Given instruction
Copy the material that follows word for word and omit its pictures.

──────────

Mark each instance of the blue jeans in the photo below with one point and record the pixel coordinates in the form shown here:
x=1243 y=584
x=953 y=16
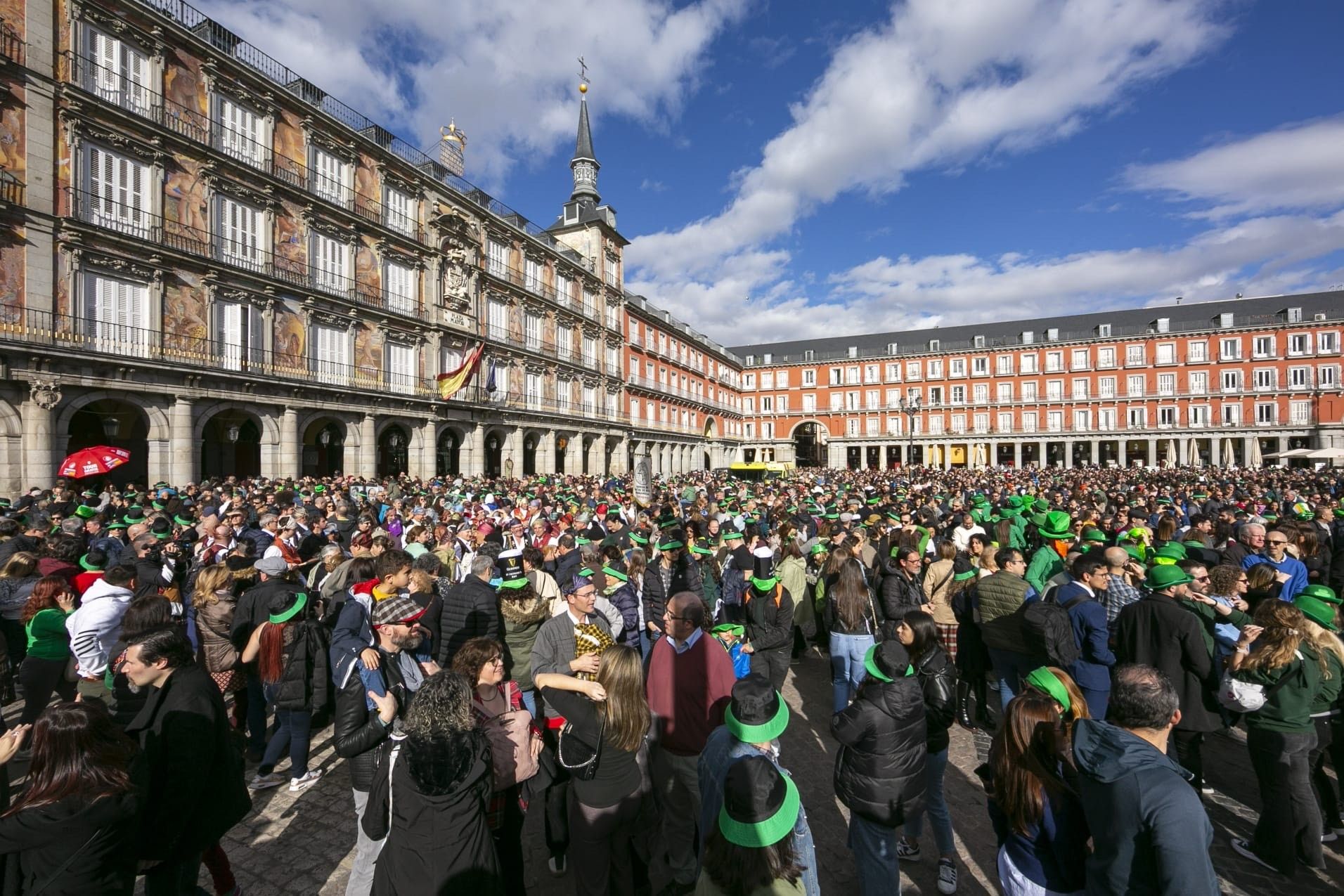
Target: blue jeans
x=1011 y=668
x=256 y=713
x=847 y=669
x=293 y=731
x=936 y=804
x=874 y=850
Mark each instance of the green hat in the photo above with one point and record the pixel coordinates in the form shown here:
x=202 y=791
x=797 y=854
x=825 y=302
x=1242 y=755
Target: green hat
x=285 y=616
x=1320 y=592
x=1046 y=680
x=1319 y=611
x=870 y=660
x=1165 y=577
x=760 y=804
x=757 y=713
x=1170 y=554
x=1055 y=526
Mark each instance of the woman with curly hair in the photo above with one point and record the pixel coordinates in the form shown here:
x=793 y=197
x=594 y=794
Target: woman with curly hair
x=1281 y=735
x=427 y=798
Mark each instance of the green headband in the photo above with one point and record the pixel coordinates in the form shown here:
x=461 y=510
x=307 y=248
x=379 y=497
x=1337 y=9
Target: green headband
x=280 y=618
x=1046 y=680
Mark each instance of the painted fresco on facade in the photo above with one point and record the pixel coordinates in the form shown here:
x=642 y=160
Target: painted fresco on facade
x=290 y=344
x=186 y=328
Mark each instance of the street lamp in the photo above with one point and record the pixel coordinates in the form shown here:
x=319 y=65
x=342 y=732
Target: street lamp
x=909 y=408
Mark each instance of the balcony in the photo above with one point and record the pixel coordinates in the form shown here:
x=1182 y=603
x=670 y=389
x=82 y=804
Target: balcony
x=140 y=225
x=138 y=100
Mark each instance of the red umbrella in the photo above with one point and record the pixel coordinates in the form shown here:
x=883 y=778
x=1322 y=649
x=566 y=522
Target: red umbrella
x=93 y=461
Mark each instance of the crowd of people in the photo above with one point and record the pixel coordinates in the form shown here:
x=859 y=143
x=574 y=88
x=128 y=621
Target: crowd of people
x=484 y=649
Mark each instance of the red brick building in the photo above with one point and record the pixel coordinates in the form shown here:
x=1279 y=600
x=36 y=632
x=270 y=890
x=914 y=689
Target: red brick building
x=1211 y=383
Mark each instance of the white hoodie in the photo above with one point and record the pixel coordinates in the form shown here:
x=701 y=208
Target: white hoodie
x=96 y=626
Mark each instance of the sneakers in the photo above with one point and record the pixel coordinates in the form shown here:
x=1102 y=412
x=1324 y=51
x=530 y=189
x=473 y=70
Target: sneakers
x=1243 y=850
x=947 y=876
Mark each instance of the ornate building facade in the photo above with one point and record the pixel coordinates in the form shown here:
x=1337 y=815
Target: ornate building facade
x=212 y=262
x=1215 y=383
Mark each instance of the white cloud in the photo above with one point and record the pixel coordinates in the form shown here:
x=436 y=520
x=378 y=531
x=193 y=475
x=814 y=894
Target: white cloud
x=1262 y=256
x=505 y=72
x=1300 y=166
x=937 y=85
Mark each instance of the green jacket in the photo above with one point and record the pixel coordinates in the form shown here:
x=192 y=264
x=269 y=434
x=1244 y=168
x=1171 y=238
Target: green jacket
x=1289 y=708
x=1208 y=618
x=1045 y=566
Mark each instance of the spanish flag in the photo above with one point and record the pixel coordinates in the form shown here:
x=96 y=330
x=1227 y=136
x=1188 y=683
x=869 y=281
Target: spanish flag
x=453 y=380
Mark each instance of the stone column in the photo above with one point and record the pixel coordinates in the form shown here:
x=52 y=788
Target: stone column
x=39 y=443
x=546 y=455
x=290 y=461
x=427 y=453
x=184 y=453
x=367 y=446
x=472 y=455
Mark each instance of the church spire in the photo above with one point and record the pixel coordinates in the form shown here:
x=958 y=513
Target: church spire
x=583 y=164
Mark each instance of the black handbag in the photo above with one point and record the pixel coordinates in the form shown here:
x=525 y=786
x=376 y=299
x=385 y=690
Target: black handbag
x=576 y=757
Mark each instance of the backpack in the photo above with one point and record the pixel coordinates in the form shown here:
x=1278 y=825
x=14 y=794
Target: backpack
x=1049 y=633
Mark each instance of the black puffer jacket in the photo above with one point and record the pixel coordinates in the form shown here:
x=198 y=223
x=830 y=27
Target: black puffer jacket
x=686 y=577
x=938 y=682
x=900 y=592
x=471 y=610
x=356 y=731
x=434 y=821
x=881 y=766
x=305 y=682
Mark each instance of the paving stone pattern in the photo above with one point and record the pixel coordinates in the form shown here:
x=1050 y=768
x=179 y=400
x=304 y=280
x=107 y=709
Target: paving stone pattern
x=304 y=844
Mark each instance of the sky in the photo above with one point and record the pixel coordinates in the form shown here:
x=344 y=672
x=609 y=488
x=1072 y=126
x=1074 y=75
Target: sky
x=787 y=169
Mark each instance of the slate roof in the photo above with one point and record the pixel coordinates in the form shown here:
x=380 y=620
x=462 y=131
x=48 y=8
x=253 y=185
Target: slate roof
x=1130 y=321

──────────

Answer to this problem
Mark each instance of the blue jeans in the photo below with one point and record the pixel coordinates in the form shown here:
x=1243 y=584
x=953 y=16
Target: blue jeans
x=1011 y=668
x=256 y=713
x=847 y=669
x=293 y=731
x=936 y=804
x=874 y=850
Mark each instance of the green hat in the photo above with one point and record the pixel coordinates in the form shown here:
x=202 y=791
x=797 y=854
x=825 y=302
x=1242 y=755
Target: green hat
x=285 y=616
x=1320 y=592
x=1046 y=680
x=1319 y=611
x=870 y=660
x=1165 y=577
x=760 y=804
x=757 y=713
x=1170 y=554
x=1055 y=526
Mark each instance of the woman with curly hair in the photo above with one point and record the pixel coordinates in the form shown here:
x=793 y=197
x=594 y=794
Target: woman with curly hair
x=1281 y=735
x=427 y=798
Mark each instance of the green headband in the photo above with one point and record the pixel coordinates in the form shown here:
x=461 y=510
x=307 y=248
x=379 y=497
x=1337 y=9
Target: green headband
x=280 y=618
x=1046 y=680
Mark each instance of the painted fresco on facade in the photo above with one point and record the pixel coordinates in the form shown here:
x=642 y=160
Target: painted fresco on facade
x=290 y=344
x=186 y=328
Mark each instance of the street lamp in the photo above with one point and record the pixel coordinates in the form shown here:
x=319 y=65
x=342 y=732
Target: street lamp
x=909 y=408
Mark each instance of the balcony in the photo above with one point and record the pixel coordinates in the form shown here:
x=1182 y=603
x=670 y=389
x=82 y=804
Target: balcony
x=140 y=225
x=138 y=100
Mark each instance of the red umbrella in the photo above with one point and record the pixel coordinates in the form shown here:
x=883 y=778
x=1322 y=649
x=566 y=522
Target: red umbrella
x=93 y=461
Mark each instance of the crowd of people in the photo above with one point and record the pixel coordinates in the form shown here:
x=859 y=143
x=574 y=88
x=128 y=621
Target: crowd of people
x=484 y=649
Mark each instance of the red brick building in the photo above with one point and record the pixel coordinates in the form shown here:
x=1279 y=600
x=36 y=632
x=270 y=890
x=914 y=689
Target: red brick building
x=1211 y=383
Mark each instance of the white hoodie in the photo above with one point and record the pixel coordinates in the form shown here:
x=701 y=208
Target: white hoodie
x=96 y=626
Mark each instance of the sneakers in the photo above with one point and record the pixel coordinates in the form shown here:
x=1102 y=412
x=1324 y=51
x=530 y=189
x=473 y=70
Target: sneakers
x=1243 y=850
x=947 y=876
Mark each instance of the ornate building facade in the photo above with one point and record the pixel coordinates in the form shown here:
x=1337 y=815
Target: ornate building facade
x=212 y=262
x=1215 y=383
Mark each instance of the white cloud in the photo above with one point and record the pixel coordinates in the form shown here:
x=436 y=520
x=378 y=531
x=193 y=475
x=814 y=894
Target: white cloud
x=1262 y=256
x=505 y=72
x=1300 y=166
x=937 y=85
Mark each instance of the green jacket in the photo above with one point and record the pixel coordinates in the form shown here:
x=192 y=264
x=269 y=434
x=1244 y=168
x=1171 y=238
Target: green jacket
x=1289 y=708
x=1208 y=618
x=1045 y=566
Mark each instance of the spanish flag in the photo above with one point and record the pixel coordinates in the form shown here:
x=96 y=330
x=1227 y=136
x=1188 y=683
x=869 y=281
Target: spanish flag
x=453 y=380
Mark each instance of the stone column in the photo above with one point and record the pixel coordinates in the form shown here:
x=52 y=788
Target: stone column
x=39 y=443
x=546 y=455
x=290 y=461
x=427 y=453
x=184 y=453
x=367 y=446
x=472 y=455
Mark each instance of the church spire in the photo above with one point and record the pixel coordinates in the form shown here:
x=958 y=513
Target: church spire
x=583 y=164
Mark each instance of the black handbag in the photo above with one point and record the pixel coordinates in the form shown here:
x=525 y=786
x=376 y=299
x=385 y=690
Target: black handbag
x=576 y=757
Mark each instance of the backpack in the photo above with one point and record the pixel coordinates in the form shown here:
x=1278 y=825
x=14 y=794
Target: backpack
x=1049 y=633
Mark each instance of the black puffer jacket in the photo above with one point and record the pixel coordinates in the form shown here:
x=198 y=223
x=830 y=27
Target: black puffer jacket
x=686 y=577
x=938 y=682
x=900 y=592
x=471 y=610
x=356 y=731
x=434 y=821
x=881 y=766
x=305 y=682
Mark each instance of the paving stone pattern in the photo above with one point and record the pixel coordinates in the form shown here:
x=1050 y=768
x=179 y=400
x=304 y=280
x=107 y=709
Target: paving stone pattern
x=304 y=844
Mark each instance of the sky in the photo above with one point and record the pixel coordinates in the form shown here:
x=344 y=672
x=609 y=488
x=1072 y=126
x=1074 y=75
Target: sky
x=787 y=169
Mark each instance of the slate roof in the photo above with one point and record the pixel coordinates in the form shown here:
x=380 y=620
x=462 y=131
x=48 y=8
x=253 y=185
Target: slate roof
x=1130 y=321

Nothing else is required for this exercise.